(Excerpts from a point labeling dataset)

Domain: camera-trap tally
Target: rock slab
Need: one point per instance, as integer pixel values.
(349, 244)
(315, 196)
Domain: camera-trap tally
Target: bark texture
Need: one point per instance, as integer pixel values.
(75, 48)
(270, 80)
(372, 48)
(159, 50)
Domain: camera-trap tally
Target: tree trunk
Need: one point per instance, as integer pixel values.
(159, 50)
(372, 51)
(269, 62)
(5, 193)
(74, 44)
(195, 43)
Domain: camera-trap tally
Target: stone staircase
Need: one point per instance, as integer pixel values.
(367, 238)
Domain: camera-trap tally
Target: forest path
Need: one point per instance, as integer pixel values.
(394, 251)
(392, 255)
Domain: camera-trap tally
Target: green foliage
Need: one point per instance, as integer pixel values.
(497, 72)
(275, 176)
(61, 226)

* SHORT PROBLEM
Reproduce the data above line for line, without changing anything.

* SOLUTION TO THIS TASK
Domain: camera-trap tally
Target: rock slab
Need: one point per instance, as integer pixel values.
(349, 244)
(315, 196)
Domain: camera-trap tally
Target: bark texture
Need: one point per instance, as integer pixel values.
(75, 48)
(270, 80)
(372, 48)
(159, 50)
Domain: camera-trap tally
Target: tree trunk
Need: one point per instance, as integer pixel values.
(159, 50)
(372, 51)
(269, 62)
(5, 193)
(74, 44)
(195, 43)
Domain: camera-trap tally
Target: stone staircase
Need: one point per instance, as integer pixel values.
(367, 238)
Domain: camera-trap tally
Target: forest path
Need: one point per instance, as integer pixel values.
(394, 251)
(392, 255)
Domain: camera-trap tally
Target: green foliage
Need: one point per instance, as integer pixel values.
(497, 72)
(275, 176)
(61, 226)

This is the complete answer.